Entries from a labeling collection
+ + + + +
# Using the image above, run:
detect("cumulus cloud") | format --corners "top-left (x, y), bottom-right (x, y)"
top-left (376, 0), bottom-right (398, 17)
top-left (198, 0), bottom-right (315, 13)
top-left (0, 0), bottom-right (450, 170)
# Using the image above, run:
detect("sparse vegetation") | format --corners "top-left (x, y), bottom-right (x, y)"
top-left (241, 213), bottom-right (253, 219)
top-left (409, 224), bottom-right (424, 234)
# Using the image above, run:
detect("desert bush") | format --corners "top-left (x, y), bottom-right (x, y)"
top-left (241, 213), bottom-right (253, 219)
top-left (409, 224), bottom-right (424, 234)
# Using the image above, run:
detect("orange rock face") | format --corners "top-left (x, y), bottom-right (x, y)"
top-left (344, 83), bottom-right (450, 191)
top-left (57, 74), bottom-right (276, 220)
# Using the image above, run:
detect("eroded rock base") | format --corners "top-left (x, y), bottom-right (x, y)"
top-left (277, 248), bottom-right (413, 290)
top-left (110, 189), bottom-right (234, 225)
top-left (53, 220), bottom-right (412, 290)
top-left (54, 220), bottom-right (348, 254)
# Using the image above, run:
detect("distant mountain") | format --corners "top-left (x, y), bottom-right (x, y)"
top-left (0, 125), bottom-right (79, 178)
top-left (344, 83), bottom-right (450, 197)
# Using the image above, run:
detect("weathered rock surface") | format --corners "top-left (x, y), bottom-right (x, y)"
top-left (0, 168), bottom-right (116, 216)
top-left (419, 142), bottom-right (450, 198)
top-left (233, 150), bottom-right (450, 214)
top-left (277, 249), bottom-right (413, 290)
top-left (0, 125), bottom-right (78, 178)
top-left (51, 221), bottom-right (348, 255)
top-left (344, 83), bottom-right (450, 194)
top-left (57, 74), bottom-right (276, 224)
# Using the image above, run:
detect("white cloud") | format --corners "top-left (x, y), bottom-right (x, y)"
+ + + + +
YOUR INSTRUCTIONS » Copy out every line of the entries word for word, from the very first one down to and including the line that contains "top-left (57, 74), bottom-right (276, 224)".

EXERCISE RESPONSE »
# Using the image above, run:
detect("cumulus cloud") | format --corners "top-left (x, y), bottom-right (x, y)"
top-left (376, 0), bottom-right (398, 17)
top-left (198, 0), bottom-right (315, 13)
top-left (0, 0), bottom-right (450, 170)
# Using the image above, run:
detect("sparse vegetation") | format --corners "top-left (x, y), bottom-right (x, y)"
top-left (241, 213), bottom-right (253, 219)
top-left (409, 224), bottom-right (424, 234)
# Using the image above, run:
detect("desert bush") | format --corners "top-left (x, y), bottom-right (x, y)"
top-left (241, 213), bottom-right (253, 219)
top-left (409, 224), bottom-right (424, 234)
# Using the image above, run:
detect("orange rock face") | format --corners "top-left (x, y), bottom-right (x, y)"
top-left (344, 83), bottom-right (450, 191)
top-left (57, 74), bottom-right (276, 220)
# Using the image above, run:
detect("eroded rock base") | format --corners "top-left (x, y), bottom-right (x, y)"
top-left (277, 248), bottom-right (413, 290)
top-left (110, 189), bottom-right (234, 225)
top-left (53, 220), bottom-right (412, 290)
top-left (54, 220), bottom-right (348, 254)
# Using the image above, run:
detect("distant mountain") | format --corners "top-left (x, y), bottom-right (x, y)"
top-left (0, 125), bottom-right (79, 178)
top-left (344, 83), bottom-right (450, 197)
# Using the image above, run:
detect("weathered rock surface") | format --corners "top-left (x, y), bottom-right (x, y)"
top-left (0, 168), bottom-right (116, 216)
top-left (419, 142), bottom-right (450, 198)
top-left (233, 150), bottom-right (450, 214)
top-left (277, 249), bottom-right (413, 290)
top-left (0, 125), bottom-right (78, 178)
top-left (51, 221), bottom-right (348, 255)
top-left (344, 83), bottom-right (450, 194)
top-left (57, 74), bottom-right (276, 224)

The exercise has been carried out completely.